== TASK STATEMENT ==
When you respond, write out each entry exactly as it stands.

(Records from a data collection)
________

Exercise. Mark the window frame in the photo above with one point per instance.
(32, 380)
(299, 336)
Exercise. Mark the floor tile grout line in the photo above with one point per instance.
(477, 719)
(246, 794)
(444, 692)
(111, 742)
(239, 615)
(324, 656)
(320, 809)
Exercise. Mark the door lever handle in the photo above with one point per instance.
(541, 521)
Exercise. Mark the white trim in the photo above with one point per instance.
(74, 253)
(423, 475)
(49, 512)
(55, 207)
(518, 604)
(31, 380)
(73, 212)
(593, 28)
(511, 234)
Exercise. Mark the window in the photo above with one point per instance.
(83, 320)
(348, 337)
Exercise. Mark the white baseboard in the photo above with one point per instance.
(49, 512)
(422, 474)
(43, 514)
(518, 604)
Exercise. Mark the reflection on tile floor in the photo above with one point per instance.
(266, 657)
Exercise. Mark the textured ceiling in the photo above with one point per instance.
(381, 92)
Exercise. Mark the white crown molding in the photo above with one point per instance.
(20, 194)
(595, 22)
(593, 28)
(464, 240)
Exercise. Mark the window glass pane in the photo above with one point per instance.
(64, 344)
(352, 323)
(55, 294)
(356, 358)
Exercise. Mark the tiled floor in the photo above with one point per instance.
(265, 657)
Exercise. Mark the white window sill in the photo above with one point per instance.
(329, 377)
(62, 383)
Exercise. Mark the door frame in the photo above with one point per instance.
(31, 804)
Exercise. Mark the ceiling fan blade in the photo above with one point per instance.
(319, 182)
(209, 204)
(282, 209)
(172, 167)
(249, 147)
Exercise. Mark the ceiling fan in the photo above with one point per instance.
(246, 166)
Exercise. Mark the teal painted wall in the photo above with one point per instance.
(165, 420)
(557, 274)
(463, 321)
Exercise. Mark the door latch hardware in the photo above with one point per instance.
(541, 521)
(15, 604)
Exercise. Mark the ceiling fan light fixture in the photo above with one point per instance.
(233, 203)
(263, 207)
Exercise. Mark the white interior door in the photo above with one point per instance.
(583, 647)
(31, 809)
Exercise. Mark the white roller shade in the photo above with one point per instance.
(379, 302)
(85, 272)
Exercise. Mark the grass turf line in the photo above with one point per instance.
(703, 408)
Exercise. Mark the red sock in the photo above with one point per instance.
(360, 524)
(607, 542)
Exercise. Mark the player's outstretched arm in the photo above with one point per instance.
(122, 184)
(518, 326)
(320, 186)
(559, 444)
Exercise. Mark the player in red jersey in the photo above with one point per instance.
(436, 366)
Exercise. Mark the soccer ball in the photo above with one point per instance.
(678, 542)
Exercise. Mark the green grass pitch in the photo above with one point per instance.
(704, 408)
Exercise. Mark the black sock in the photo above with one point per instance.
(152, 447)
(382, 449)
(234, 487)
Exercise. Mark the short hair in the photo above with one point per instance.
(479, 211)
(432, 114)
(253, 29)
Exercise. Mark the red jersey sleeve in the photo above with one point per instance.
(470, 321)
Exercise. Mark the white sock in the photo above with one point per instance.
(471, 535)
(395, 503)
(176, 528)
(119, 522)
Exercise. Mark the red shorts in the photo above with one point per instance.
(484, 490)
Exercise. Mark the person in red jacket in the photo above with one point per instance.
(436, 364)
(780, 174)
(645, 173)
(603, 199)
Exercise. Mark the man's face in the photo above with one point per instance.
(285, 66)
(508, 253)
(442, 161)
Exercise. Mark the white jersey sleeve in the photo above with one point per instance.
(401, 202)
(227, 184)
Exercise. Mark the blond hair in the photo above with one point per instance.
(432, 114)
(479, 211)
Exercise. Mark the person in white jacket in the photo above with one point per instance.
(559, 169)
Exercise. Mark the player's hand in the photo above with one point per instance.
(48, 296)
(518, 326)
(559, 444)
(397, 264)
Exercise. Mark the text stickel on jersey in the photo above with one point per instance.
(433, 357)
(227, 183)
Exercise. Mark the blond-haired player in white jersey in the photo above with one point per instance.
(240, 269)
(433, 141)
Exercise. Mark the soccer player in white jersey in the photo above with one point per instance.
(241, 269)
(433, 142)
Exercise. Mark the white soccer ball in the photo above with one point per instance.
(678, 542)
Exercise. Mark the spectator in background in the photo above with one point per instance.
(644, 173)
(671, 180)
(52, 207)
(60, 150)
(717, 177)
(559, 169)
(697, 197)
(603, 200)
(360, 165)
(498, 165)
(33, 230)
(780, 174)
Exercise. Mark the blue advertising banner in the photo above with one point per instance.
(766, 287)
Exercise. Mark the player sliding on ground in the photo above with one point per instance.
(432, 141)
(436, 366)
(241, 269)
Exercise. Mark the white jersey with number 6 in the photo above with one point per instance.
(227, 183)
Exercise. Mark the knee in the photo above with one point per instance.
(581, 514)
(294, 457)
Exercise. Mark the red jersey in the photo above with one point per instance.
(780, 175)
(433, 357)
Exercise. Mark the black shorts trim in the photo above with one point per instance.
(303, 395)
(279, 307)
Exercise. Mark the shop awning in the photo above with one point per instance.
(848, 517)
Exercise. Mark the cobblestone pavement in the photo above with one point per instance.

________

== ANSWER SECTION ==
Exercise. Mark the window frame in the photo above with one point per instance.
(32, 380)
(299, 336)
Exercise. Mark the floor tile grout line in the photo above with one point per instance.
(477, 719)
(246, 794)
(444, 692)
(111, 742)
(239, 615)
(324, 656)
(320, 809)
Exercise. Mark the door lever handle in the photo above with one point per instance.
(541, 521)
Exercise. Mark the white trim in the photo above with one point per instance.
(74, 253)
(423, 475)
(49, 512)
(55, 207)
(518, 604)
(31, 380)
(73, 212)
(593, 28)
(511, 234)
Exercise. Mark the window in the photo above with one point per instance.
(83, 320)
(348, 337)
Exercise. Mark the white baseboard in the photo above with one point per instance.
(49, 512)
(422, 474)
(43, 514)
(518, 604)
Exercise. Mark the reflection on tile floor in the photo above with one point per instance.
(266, 657)
Exercise. Mark the textured ceiling in the photo above with one point per instance.
(381, 92)
Exercise. Mark the white crown molding in the photo above with one point per instance.
(20, 194)
(595, 22)
(593, 28)
(464, 240)
Exercise. Mark the window glass pane in the photo above with one point per instance.
(64, 344)
(352, 323)
(55, 294)
(356, 358)
Exercise. Mark the tiled floor in the photo above with one point per instance.
(265, 657)
Exercise. Mark the white window sill in the photo above with one point per instance.
(329, 377)
(62, 383)
Exercise. Mark the door frame in the photo above with one point per instance.
(31, 804)
Exercise. Mark the ceiling fan blade in the photo above with one point per instance.
(319, 182)
(209, 204)
(282, 209)
(172, 167)
(249, 147)
Exercise. Mark the ceiling fan in the photo above with one point per instance.
(246, 166)
Exercise. Mark the teal painted wall in the photo above with one point per instance.
(165, 420)
(557, 274)
(463, 321)
Exercise. Mark the door latch hardware in the photo above with one point per instance.
(541, 521)
(15, 604)
Exercise. Mark the ceiling fan light fixture in the photo above with one point per instance.
(233, 203)
(263, 207)
Exercise. Mark the white interior door in the photo above with one point per instance.
(583, 647)
(31, 809)
Exercise. Mark the white roller shade in the photo above with one point per instance.
(379, 302)
(85, 272)
Exercise. Mark the grass turf line in the photo above with one point per instance.
(703, 408)
Exercise. Mark the red sock in the photo above with one point per instance.
(360, 524)
(607, 542)
Exercise. Mark the player's outstretched arm in the photo above with one point per instance.
(122, 184)
(518, 326)
(320, 186)
(559, 444)
Exercise. Mark the player in red jersey in the photo above with one point per instance.
(436, 366)
Exercise. Mark the soccer ball in the photo above with one point per instance.
(678, 542)
Exercise. Mark the green grass pitch in the photo above with one point per instance.
(704, 408)
Exercise. Mark the black sock in the photo above with one point per instance.
(152, 447)
(382, 449)
(234, 487)
Exercise. Mark the short hair in the photo above with one point per instance.
(479, 211)
(432, 114)
(253, 29)
Exercise. Mark the red jersey sleeve in the photo above with one point per instance.
(470, 321)
Exercise. Mark the white sock in the photo above with one point per instance.
(471, 535)
(395, 503)
(176, 528)
(119, 522)
Exercise. Mark the red shorts in the photo above with one point per instance.
(484, 490)
Exercise. Mark the person in red jacket in the photo above with one point per instance.
(436, 364)
(780, 174)
(645, 173)
(603, 199)
Exercise. Mark the man's face in the photo above with one point per instance.
(285, 66)
(508, 253)
(442, 161)
Exercise. Mark the white jersey sleeve in the photo above with one point per instance.
(401, 202)
(227, 184)
Exercise. Mark the blond hair in the photo above with one point per instance.
(432, 114)
(479, 211)
Exercise. Mark the person in white jacket in the photo above with one point per instance.
(559, 169)
Exercise. Mark the player's hand in the photo above with one point per instance.
(48, 296)
(518, 326)
(559, 444)
(397, 264)
Exercise. Mark the text stickel on jersey in the photo above with one point per instance.
(433, 357)
(227, 183)
Exercise. Mark the blond-haired player in white jersey in the photo above with one point per instance.
(240, 269)
(433, 141)
Exercise. Mark the soccer player in white jersey in the photo above with one point per instance.
(241, 269)
(433, 142)
Exercise. Mark the white soccer ball in the photo above with one point per instance.
(678, 542)
Exercise. Mark the spectator in background in the photo above with one point per instance.
(644, 173)
(671, 180)
(52, 207)
(60, 150)
(717, 177)
(559, 169)
(697, 197)
(603, 200)
(360, 165)
(498, 165)
(33, 230)
(780, 174)
Exercise. Mark the blue advertising banner in the photo above with one point per instance.
(766, 287)
Exercise. Mark the player sliding on ground in the photo above with one point per instance.
(432, 141)
(436, 366)
(241, 269)
Exercise. Mark the white jersey with number 6 in the photo above with one point per instance.
(227, 183)
Exercise. Mark the knee in the photo above with one point per instance.
(581, 514)
(294, 457)
Exercise. Mark the red jersey in the photo above with one point per instance.
(780, 175)
(433, 357)
Exercise. Mark the black shorts trim in the photo above with one point per instance.
(303, 395)
(279, 307)
Exercise. Mark the shop awning in the photo above with one point per instance.
(848, 517)
Exercise. Mark the cobblestone pavement in the photo above with one point per instance.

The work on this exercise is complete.